(TASK INSTRUCTIONS)
Copy the lines below without any changes, beginning at the line that contains "negative clicks: (153, 138) (151, 116)" and stopping after the line that contains "87H41V88H40ZM3 94H4V93H3ZM3 109H4V108H3V107H1V113H2V110H3ZM68".

Stored records

---+---

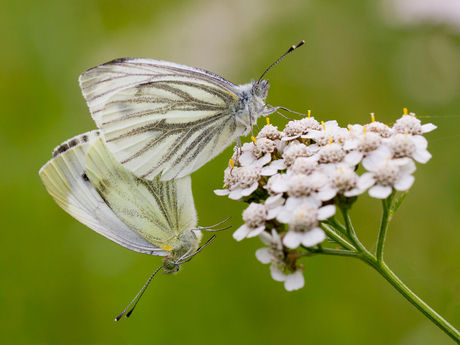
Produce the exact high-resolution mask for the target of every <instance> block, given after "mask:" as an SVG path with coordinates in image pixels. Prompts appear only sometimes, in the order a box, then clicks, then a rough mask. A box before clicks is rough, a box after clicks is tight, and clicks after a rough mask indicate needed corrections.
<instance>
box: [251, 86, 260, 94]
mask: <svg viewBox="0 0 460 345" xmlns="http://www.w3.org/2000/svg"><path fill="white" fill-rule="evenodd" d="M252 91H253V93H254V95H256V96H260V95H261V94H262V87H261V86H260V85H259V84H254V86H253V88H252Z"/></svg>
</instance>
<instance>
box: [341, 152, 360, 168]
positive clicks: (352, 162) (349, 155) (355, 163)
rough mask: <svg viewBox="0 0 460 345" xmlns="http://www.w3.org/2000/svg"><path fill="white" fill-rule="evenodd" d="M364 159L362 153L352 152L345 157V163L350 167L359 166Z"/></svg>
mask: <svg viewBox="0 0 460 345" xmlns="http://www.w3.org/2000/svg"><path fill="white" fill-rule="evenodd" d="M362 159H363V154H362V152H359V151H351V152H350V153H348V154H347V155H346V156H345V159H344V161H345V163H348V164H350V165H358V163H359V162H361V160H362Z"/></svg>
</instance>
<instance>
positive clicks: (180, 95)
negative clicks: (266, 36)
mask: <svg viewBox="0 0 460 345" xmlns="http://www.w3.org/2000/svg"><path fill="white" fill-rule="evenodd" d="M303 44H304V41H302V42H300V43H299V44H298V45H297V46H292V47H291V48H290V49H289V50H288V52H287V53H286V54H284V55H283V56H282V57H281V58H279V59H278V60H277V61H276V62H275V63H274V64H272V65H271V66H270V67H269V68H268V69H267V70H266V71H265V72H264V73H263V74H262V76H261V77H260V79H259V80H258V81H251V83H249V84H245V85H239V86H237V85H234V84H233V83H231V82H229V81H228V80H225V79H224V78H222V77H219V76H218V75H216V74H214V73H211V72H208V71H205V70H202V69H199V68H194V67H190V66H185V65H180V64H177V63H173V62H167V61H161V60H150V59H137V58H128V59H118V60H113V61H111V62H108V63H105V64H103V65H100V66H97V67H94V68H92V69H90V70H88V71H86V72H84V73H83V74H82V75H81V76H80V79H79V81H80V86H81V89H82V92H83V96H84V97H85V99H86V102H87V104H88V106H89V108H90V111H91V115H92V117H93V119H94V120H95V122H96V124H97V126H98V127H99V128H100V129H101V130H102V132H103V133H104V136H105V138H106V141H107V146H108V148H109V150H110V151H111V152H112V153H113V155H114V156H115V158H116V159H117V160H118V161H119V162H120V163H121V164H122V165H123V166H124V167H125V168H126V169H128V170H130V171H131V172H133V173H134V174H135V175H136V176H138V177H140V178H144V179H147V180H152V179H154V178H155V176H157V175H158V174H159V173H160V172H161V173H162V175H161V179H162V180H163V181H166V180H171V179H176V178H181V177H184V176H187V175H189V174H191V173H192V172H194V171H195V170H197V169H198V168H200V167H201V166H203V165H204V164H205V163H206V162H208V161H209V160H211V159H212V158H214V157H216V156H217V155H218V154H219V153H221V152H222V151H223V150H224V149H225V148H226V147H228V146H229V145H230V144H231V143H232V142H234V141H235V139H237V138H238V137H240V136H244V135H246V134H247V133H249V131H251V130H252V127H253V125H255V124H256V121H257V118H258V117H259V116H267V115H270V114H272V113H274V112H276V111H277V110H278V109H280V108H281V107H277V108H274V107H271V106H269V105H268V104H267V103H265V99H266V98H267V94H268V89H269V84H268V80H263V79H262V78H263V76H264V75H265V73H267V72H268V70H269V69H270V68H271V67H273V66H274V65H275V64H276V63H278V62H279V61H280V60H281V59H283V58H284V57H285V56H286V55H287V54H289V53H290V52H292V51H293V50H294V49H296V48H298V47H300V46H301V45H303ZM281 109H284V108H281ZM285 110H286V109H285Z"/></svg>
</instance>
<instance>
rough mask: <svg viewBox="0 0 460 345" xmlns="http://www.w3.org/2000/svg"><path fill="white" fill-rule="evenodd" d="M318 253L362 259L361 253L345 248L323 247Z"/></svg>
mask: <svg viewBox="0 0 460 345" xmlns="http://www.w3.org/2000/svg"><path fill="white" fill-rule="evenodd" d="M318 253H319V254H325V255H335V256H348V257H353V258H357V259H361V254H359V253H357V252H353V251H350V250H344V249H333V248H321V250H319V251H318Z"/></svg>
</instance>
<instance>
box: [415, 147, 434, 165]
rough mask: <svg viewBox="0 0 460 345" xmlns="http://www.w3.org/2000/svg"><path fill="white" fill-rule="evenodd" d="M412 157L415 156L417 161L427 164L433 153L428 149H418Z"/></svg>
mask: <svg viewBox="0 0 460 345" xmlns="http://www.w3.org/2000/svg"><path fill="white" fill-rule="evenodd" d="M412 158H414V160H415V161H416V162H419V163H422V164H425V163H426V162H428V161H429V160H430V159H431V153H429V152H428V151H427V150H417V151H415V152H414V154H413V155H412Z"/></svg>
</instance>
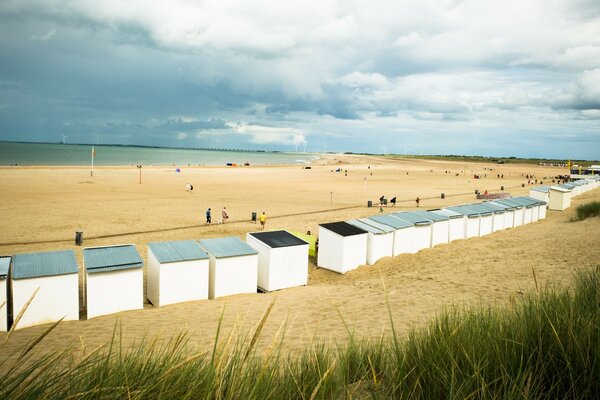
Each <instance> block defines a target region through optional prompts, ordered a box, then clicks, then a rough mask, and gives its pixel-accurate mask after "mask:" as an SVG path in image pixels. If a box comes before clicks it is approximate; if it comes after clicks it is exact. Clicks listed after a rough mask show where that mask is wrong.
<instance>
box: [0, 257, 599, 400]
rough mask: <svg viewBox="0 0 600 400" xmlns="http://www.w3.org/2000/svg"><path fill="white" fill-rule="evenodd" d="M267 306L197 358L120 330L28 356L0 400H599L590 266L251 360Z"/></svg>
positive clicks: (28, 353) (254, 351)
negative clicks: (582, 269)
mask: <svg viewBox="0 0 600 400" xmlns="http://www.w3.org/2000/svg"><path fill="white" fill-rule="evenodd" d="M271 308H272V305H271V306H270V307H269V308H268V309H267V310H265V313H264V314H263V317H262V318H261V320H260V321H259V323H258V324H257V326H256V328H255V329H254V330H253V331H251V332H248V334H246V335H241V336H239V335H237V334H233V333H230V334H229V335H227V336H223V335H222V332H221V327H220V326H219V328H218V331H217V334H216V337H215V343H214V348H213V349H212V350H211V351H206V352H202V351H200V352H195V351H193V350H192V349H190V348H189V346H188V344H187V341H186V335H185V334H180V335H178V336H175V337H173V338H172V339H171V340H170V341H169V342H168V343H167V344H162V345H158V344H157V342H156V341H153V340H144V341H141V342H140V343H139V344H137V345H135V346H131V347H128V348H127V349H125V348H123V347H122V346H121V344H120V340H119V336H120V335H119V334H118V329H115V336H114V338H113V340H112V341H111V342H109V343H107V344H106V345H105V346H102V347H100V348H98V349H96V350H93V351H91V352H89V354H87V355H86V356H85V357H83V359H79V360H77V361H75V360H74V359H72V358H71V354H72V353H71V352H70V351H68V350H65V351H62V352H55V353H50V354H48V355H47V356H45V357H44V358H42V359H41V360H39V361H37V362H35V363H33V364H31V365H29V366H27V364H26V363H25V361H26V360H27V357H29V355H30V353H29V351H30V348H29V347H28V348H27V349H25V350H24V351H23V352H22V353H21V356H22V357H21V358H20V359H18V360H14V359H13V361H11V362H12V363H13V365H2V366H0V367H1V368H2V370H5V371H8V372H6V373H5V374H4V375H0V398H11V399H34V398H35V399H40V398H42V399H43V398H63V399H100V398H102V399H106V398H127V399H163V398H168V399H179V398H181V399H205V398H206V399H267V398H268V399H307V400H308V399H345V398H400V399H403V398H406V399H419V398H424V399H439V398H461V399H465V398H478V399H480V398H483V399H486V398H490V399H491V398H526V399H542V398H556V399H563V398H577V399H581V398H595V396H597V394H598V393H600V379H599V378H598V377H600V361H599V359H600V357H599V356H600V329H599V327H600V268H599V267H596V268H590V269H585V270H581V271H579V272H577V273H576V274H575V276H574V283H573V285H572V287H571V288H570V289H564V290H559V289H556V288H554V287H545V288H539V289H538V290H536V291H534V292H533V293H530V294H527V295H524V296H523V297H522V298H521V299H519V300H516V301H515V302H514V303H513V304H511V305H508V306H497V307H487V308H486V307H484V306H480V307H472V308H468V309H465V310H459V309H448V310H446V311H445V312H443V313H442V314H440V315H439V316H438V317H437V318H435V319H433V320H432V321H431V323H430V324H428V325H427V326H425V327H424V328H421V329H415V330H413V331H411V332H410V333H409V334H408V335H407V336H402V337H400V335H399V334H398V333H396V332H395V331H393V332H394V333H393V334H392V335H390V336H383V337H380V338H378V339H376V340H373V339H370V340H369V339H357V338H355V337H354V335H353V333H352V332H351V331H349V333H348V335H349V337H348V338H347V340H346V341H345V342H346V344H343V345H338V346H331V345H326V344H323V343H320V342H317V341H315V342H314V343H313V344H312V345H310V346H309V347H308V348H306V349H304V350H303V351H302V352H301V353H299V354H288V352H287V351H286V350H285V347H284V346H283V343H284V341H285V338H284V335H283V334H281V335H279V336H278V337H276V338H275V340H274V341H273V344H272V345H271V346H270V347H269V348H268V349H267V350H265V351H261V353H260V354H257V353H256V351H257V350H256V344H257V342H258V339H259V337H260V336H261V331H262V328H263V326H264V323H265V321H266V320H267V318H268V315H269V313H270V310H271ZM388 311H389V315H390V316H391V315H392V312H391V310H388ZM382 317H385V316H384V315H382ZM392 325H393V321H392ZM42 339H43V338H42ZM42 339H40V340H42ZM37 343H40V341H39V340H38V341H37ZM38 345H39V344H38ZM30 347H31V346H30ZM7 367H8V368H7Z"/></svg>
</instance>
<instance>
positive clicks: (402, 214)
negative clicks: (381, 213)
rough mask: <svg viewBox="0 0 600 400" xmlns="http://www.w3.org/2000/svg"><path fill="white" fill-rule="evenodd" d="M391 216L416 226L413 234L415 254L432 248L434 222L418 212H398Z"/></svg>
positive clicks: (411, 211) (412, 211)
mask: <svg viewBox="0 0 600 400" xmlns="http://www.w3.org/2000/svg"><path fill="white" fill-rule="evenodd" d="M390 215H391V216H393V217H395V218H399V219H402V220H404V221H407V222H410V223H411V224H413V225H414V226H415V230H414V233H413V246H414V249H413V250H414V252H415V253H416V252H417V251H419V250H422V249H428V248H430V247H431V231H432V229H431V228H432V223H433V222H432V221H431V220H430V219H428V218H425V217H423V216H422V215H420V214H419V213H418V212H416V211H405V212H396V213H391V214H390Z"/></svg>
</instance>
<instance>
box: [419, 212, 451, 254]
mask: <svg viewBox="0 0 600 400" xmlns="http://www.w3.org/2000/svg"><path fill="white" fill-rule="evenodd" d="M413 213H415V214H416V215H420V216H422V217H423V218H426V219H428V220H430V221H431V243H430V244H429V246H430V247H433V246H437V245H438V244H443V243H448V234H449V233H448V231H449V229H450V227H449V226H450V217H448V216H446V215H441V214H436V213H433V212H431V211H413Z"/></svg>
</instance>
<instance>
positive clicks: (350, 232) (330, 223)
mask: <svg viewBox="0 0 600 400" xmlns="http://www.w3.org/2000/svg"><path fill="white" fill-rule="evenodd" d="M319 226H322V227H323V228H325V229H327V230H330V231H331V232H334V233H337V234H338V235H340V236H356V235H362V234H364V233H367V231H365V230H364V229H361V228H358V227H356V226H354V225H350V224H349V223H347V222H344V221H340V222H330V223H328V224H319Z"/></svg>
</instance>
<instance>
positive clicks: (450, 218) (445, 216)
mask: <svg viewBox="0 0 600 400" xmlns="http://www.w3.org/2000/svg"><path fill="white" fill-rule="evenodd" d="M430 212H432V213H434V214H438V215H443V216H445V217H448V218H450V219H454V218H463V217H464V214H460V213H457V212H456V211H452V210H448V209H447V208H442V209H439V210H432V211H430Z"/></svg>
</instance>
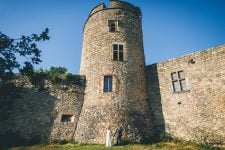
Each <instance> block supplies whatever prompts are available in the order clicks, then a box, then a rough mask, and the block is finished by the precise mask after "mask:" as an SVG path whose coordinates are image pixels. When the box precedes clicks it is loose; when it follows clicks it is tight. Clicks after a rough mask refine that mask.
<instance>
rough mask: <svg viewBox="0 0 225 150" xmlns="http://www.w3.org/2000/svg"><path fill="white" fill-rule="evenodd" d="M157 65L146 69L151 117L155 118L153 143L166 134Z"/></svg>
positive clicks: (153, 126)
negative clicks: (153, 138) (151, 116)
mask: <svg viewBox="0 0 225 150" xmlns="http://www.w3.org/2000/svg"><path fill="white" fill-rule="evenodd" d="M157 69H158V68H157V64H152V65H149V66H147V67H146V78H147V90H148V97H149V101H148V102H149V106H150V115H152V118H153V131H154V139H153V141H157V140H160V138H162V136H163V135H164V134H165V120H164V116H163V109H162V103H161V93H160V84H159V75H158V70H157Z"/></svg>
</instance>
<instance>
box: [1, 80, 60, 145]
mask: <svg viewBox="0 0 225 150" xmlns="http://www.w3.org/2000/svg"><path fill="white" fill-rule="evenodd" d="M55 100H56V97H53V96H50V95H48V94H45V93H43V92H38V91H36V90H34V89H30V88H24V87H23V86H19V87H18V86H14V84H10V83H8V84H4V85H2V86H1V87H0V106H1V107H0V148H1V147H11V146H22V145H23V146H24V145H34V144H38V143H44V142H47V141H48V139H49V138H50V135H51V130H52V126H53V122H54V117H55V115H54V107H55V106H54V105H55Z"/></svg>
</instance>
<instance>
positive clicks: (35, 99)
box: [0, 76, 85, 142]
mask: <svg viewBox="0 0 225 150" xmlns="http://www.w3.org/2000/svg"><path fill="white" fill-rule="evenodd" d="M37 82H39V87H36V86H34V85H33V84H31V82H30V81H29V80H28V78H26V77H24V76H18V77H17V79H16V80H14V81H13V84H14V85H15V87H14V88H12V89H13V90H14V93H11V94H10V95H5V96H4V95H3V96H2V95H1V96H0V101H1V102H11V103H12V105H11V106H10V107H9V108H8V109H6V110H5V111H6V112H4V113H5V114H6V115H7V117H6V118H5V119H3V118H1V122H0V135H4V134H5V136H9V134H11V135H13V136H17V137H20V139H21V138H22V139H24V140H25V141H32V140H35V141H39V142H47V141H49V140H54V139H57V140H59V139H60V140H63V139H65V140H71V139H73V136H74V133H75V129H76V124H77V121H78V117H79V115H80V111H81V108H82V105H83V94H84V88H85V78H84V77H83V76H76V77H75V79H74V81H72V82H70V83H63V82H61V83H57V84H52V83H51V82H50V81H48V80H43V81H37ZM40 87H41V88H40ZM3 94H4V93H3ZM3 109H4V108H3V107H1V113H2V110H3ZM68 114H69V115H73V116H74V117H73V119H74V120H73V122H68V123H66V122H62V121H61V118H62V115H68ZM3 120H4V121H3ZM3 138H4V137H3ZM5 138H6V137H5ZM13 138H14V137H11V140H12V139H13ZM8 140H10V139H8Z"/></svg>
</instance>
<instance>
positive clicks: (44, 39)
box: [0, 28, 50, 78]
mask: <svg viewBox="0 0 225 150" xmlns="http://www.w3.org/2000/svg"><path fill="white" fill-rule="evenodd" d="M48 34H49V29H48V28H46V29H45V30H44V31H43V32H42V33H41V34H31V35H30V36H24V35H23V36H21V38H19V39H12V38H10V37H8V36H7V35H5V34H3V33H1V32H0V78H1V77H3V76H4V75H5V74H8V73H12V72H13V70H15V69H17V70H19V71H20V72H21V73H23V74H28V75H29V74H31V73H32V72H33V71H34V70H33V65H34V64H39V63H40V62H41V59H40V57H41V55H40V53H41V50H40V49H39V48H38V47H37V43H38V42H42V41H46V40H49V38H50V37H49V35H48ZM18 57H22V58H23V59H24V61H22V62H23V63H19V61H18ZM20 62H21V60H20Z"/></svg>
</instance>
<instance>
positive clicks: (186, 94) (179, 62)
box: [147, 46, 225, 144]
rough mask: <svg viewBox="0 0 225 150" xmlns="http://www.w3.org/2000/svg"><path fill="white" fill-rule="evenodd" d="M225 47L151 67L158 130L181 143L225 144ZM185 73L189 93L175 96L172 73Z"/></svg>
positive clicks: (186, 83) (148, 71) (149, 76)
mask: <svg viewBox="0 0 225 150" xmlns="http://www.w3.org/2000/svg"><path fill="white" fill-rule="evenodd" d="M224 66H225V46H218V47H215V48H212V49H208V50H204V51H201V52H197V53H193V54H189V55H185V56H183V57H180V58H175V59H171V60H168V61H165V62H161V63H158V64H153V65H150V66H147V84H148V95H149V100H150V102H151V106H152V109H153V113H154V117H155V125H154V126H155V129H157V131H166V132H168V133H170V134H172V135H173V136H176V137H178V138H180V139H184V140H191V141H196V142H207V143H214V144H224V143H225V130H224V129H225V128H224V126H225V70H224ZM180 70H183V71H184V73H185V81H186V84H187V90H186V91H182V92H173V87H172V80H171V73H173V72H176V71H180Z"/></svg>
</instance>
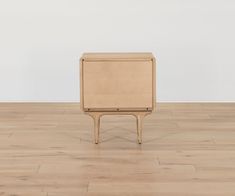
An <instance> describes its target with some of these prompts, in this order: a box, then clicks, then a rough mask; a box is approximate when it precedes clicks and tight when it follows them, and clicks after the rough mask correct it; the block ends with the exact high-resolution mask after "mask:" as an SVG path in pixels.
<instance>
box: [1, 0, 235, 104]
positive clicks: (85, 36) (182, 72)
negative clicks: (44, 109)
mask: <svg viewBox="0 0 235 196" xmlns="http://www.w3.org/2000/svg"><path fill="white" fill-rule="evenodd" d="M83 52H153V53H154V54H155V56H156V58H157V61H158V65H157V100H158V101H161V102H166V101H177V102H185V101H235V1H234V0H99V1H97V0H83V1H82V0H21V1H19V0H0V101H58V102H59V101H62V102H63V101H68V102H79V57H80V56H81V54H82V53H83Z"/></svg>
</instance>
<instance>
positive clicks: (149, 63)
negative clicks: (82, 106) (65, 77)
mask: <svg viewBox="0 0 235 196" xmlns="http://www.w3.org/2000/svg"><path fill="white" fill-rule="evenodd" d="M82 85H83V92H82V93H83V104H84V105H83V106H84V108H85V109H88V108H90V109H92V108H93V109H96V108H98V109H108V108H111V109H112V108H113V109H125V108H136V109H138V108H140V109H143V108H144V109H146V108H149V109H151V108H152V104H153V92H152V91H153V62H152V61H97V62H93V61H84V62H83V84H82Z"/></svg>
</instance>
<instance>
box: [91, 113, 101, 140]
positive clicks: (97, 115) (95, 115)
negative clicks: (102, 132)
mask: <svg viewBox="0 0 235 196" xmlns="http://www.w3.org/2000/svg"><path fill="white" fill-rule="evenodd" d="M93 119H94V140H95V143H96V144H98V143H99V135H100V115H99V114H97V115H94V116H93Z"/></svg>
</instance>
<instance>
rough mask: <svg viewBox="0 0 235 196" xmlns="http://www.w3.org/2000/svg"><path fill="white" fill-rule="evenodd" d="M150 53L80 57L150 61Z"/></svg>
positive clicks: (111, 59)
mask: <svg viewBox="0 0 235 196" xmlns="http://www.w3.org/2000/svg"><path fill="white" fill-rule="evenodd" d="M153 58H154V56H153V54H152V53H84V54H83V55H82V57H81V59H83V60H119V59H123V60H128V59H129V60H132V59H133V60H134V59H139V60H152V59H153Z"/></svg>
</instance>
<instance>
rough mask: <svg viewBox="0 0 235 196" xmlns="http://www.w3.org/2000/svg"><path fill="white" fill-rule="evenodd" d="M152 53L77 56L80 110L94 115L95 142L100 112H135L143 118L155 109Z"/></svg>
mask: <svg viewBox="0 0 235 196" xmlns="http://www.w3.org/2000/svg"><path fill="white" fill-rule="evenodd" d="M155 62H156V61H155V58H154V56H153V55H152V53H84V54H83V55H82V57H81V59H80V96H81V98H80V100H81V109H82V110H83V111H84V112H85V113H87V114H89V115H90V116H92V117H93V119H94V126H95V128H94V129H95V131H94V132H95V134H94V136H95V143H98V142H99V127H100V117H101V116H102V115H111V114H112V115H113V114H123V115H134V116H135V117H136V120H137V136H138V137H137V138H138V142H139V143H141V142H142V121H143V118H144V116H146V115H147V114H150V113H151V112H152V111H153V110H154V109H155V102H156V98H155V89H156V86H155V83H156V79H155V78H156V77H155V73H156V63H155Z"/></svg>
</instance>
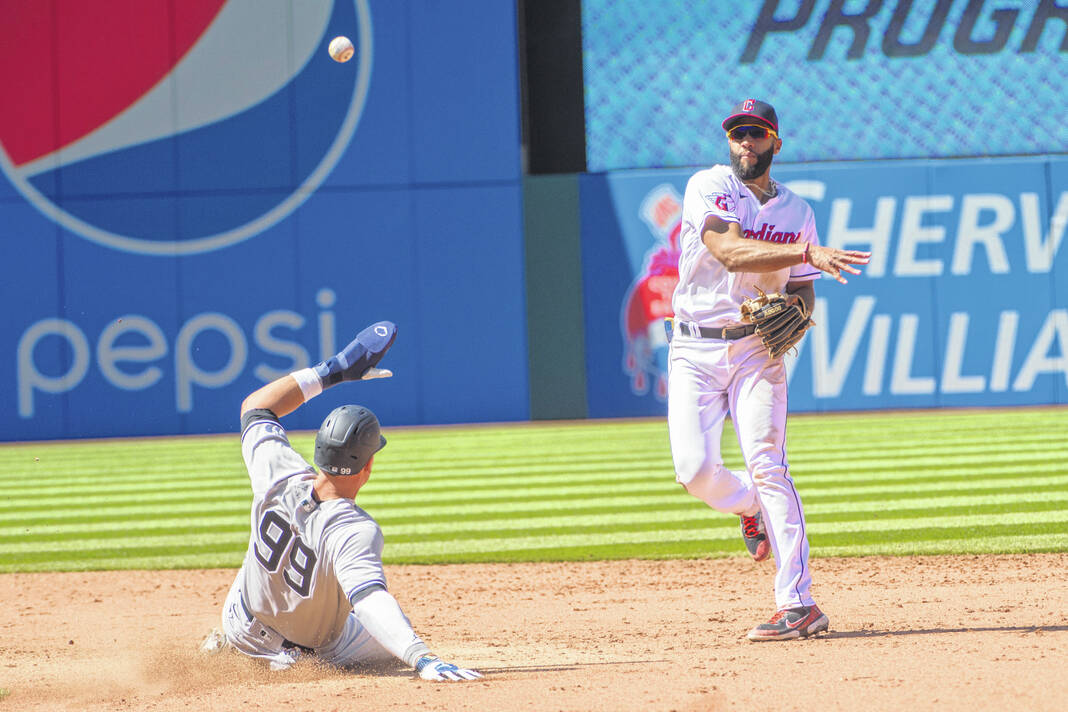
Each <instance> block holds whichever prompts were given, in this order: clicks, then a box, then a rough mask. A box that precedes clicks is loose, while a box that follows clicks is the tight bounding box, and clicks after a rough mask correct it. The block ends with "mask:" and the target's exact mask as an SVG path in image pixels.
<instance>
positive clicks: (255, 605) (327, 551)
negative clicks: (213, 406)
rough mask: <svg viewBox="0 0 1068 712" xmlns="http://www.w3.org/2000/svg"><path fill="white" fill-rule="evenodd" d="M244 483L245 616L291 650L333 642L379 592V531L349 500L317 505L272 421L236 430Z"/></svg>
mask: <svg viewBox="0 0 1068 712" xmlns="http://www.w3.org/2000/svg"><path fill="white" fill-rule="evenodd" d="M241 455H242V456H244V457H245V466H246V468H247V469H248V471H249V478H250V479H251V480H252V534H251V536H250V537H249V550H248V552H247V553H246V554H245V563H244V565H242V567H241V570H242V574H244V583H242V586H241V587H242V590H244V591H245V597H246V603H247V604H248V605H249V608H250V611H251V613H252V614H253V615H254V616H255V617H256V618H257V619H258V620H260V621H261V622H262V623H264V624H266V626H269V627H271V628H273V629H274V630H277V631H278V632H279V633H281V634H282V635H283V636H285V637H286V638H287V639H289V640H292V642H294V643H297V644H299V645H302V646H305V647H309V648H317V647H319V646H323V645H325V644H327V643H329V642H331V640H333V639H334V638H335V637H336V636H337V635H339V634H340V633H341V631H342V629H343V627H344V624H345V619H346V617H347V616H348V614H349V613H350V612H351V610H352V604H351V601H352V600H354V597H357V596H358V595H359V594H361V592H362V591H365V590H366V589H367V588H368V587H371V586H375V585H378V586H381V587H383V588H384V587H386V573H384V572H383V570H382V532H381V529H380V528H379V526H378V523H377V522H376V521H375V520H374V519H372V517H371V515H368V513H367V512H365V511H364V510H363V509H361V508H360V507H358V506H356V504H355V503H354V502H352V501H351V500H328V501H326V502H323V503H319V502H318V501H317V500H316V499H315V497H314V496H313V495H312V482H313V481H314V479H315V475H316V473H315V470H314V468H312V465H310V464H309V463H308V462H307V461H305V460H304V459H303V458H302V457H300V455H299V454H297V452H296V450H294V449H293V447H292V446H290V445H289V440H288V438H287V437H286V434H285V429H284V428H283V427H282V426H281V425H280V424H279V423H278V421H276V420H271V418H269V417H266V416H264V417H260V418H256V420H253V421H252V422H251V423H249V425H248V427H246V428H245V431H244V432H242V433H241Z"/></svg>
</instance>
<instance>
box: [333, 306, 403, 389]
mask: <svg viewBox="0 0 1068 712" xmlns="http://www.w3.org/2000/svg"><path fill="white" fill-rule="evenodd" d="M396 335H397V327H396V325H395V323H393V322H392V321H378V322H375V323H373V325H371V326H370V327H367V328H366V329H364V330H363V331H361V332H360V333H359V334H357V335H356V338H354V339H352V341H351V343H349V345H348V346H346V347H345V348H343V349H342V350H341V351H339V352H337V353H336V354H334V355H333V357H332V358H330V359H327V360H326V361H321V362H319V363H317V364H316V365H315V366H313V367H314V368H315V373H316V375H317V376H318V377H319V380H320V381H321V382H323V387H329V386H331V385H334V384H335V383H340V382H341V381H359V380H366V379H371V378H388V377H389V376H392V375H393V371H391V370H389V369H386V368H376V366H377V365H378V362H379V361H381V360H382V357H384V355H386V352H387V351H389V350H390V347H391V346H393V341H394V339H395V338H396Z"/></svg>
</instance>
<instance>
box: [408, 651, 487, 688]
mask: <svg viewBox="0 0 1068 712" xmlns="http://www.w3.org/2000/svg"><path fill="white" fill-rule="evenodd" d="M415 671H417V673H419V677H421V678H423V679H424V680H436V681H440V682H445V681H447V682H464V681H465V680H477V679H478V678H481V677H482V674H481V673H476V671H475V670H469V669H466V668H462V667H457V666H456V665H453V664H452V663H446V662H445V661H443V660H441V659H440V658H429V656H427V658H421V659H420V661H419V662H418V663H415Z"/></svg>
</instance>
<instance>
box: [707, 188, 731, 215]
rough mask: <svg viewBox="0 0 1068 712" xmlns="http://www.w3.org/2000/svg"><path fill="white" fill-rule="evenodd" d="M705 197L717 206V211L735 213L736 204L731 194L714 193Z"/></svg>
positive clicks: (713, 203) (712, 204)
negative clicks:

---+---

(EXERCISE SOLUTION)
negative clicks: (153, 138) (151, 116)
mask: <svg viewBox="0 0 225 150" xmlns="http://www.w3.org/2000/svg"><path fill="white" fill-rule="evenodd" d="M157 69H158V68H157V64H152V65H149V66H147V67H146V78H147V90H148V97H149V101H148V102H149V106H150V115H152V118H153V131H154V139H153V141H157V140H160V138H162V136H163V135H164V134H165V120H164V116H163V109H162V103H161V93H160V84H159V75H158V70H157Z"/></svg>
</instance>
<instance>
box: [1, 80, 60, 145]
mask: <svg viewBox="0 0 225 150" xmlns="http://www.w3.org/2000/svg"><path fill="white" fill-rule="evenodd" d="M55 100H56V97H53V96H50V95H48V94H45V93H43V92H38V91H36V90H34V89H30V88H24V87H23V86H19V87H18V86H14V84H10V83H8V84H4V85H2V86H1V87H0V106H1V107H0V148H1V147H11V146H22V145H23V146H24V145H34V144H38V143H44V142H47V141H48V139H49V138H50V135H51V130H52V126H53V122H54V117H55V115H54V107H55V106H54V105H55Z"/></svg>
</instance>
<instance>
positive clicks: (35, 99)
box: [0, 76, 85, 142]
mask: <svg viewBox="0 0 225 150" xmlns="http://www.w3.org/2000/svg"><path fill="white" fill-rule="evenodd" d="M37 82H39V87H36V86H34V85H33V84H31V82H30V81H29V80H28V78H26V77H24V76H18V77H17V79H16V80H14V81H13V84H14V85H15V87H14V88H12V89H13V90H14V93H11V94H10V95H5V96H4V95H3V96H2V95H1V96H0V101H1V102H11V103H12V105H11V106H10V107H9V108H8V109H6V110H5V111H6V112H4V113H5V114H6V115H7V117H6V118H5V119H3V118H1V122H0V135H4V134H5V136H9V134H11V135H13V136H17V137H20V139H21V138H22V139H24V140H25V141H32V140H35V141H39V142H47V141H49V140H54V139H57V140H59V139H60V140H63V139H65V140H71V139H73V136H74V133H75V129H76V124H77V121H78V117H79V115H80V111H81V108H82V105H83V94H84V88H85V78H84V77H83V76H76V77H75V79H74V81H72V82H70V83H63V82H61V83H57V84H52V83H51V82H50V81H48V80H43V81H37ZM40 87H41V88H40ZM3 94H4V93H3ZM3 109H4V108H3V107H1V113H2V110H3ZM68 114H69V115H73V116H74V117H73V119H74V120H73V122H68V123H66V122H62V121H61V118H62V115H68ZM3 120H4V121H3ZM3 138H4V137H3ZM5 138H6V137H5ZM13 138H14V137H11V140H12V139H13ZM8 140H10V139H8Z"/></svg>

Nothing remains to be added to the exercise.